Materials provided:

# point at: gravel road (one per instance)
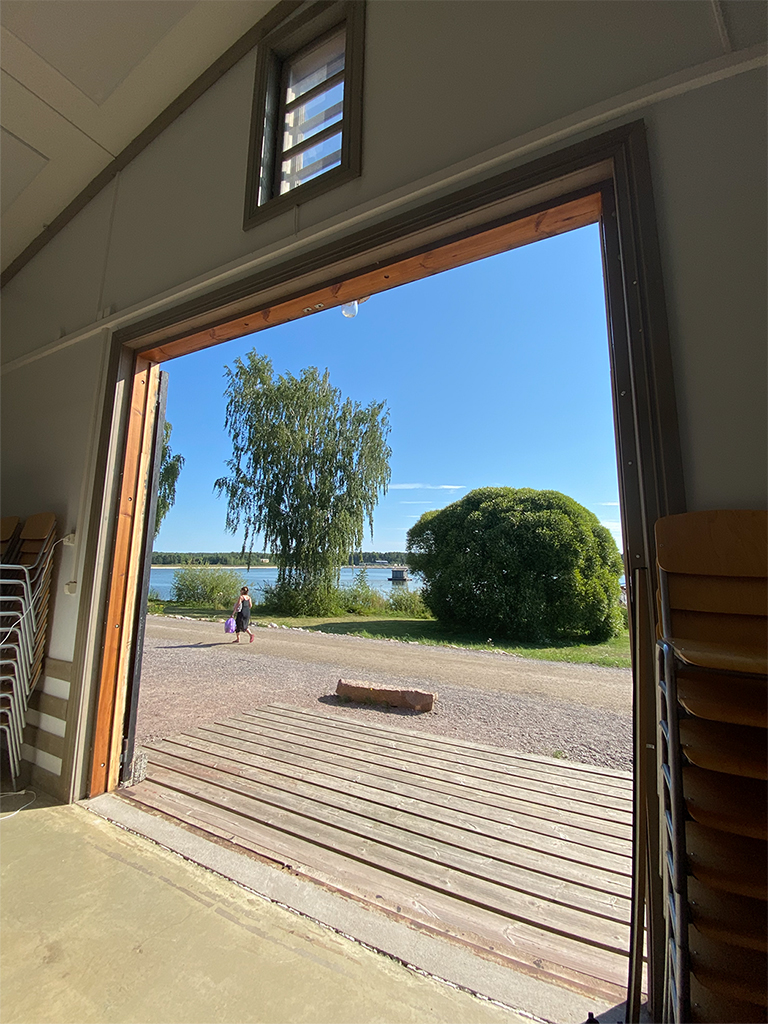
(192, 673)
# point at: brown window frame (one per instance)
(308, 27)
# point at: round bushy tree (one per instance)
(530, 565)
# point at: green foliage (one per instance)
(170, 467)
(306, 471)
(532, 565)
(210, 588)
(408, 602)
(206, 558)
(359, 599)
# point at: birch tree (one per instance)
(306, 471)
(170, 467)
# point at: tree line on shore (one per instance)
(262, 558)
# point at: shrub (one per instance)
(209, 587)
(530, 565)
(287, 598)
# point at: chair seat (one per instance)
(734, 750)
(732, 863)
* * *
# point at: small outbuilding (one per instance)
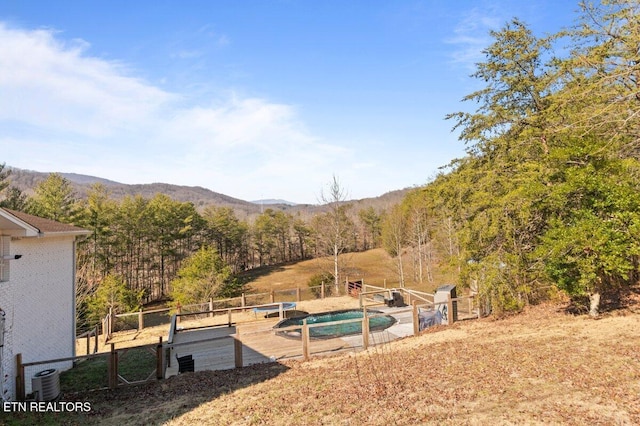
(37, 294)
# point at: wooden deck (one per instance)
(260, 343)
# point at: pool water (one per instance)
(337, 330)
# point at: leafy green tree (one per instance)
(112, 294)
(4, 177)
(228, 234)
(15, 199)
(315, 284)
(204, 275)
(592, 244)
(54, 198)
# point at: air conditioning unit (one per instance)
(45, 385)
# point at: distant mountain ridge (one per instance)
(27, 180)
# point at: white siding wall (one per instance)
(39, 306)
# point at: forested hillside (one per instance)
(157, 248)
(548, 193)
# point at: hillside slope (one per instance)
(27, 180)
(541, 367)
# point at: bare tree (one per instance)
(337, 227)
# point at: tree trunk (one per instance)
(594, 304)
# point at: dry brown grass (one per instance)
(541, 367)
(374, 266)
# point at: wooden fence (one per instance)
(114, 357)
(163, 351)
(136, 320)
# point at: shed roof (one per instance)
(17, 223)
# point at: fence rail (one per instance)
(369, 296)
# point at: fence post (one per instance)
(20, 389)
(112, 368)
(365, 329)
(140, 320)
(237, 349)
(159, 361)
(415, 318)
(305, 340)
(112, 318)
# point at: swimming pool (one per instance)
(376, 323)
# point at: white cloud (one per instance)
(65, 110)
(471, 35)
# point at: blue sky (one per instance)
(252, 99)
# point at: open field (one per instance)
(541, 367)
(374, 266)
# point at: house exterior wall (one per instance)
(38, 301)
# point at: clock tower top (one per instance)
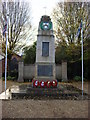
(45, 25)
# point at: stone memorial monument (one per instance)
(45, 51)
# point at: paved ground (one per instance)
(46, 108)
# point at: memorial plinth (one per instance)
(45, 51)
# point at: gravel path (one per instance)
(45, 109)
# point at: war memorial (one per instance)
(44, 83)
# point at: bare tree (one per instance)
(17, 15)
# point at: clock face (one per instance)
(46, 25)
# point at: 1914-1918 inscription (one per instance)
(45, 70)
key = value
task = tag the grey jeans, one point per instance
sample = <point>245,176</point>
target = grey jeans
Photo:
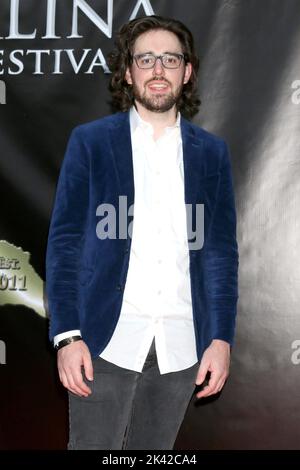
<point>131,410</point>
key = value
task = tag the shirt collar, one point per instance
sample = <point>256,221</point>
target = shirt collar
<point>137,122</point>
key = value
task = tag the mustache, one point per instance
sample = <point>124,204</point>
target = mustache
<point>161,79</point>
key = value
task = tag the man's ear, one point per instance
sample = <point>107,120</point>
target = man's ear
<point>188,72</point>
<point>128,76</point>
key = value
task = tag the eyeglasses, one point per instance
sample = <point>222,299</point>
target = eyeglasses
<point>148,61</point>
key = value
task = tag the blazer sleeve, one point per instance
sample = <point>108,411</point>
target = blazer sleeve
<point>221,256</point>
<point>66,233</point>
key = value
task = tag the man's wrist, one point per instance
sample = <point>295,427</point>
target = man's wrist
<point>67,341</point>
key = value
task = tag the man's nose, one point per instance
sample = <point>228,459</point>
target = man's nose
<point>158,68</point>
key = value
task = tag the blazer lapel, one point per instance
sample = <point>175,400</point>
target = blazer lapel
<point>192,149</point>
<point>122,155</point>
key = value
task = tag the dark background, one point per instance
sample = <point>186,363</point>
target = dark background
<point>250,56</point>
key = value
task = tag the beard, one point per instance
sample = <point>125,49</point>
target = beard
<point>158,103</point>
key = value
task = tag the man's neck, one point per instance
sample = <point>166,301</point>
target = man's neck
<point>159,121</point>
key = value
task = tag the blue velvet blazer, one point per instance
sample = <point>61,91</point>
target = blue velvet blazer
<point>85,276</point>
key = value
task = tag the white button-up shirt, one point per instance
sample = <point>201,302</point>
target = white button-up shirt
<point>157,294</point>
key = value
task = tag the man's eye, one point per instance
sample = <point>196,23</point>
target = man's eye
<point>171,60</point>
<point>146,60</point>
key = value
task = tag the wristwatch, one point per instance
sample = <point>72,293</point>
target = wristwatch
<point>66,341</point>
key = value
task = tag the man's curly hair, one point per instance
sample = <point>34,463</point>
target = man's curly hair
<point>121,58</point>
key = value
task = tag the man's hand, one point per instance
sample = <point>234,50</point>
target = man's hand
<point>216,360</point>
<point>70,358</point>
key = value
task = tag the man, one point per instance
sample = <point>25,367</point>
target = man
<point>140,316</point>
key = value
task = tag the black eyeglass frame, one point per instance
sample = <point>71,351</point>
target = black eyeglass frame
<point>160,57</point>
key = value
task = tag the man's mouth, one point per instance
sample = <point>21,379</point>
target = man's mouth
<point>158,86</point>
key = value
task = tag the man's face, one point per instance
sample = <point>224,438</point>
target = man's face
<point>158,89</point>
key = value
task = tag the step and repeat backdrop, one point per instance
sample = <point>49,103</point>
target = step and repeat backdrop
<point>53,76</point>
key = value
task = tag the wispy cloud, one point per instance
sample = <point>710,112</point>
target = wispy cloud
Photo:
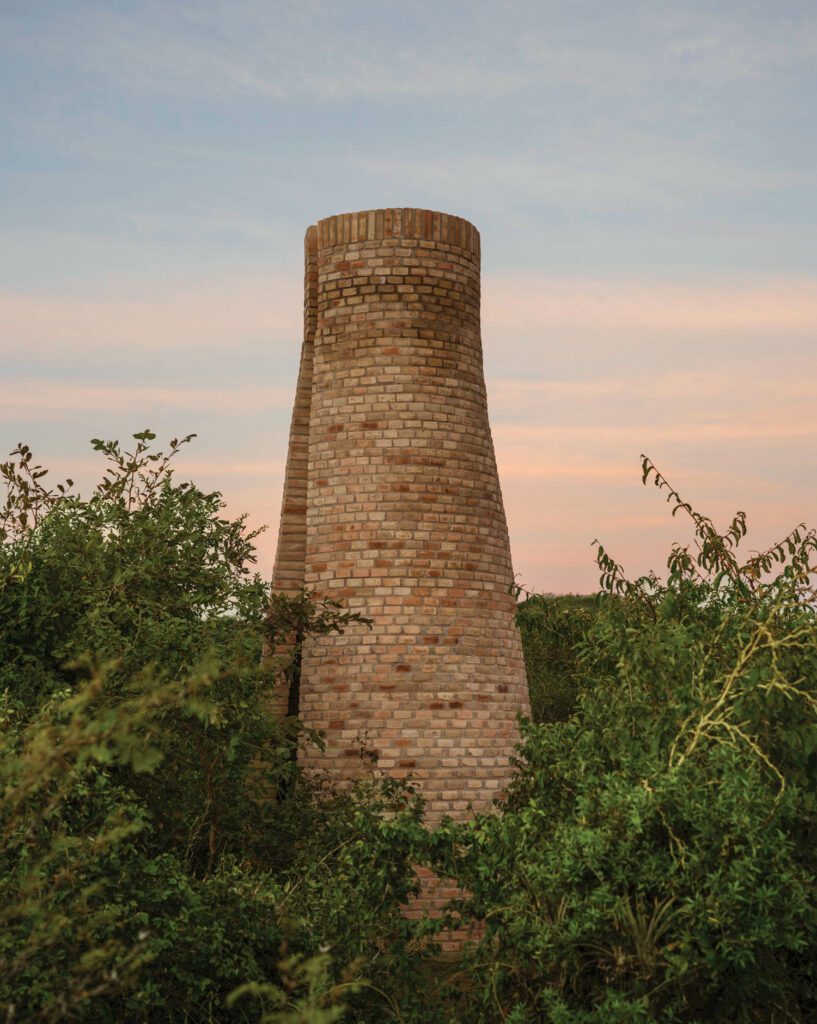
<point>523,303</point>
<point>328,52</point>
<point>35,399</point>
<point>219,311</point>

What you need to do:
Find every line in the records above that contains the word "hillside", and copy each one.

Exercise output:
# point at: forested hillside (one per instance)
# point at: hillside slope (one per instance)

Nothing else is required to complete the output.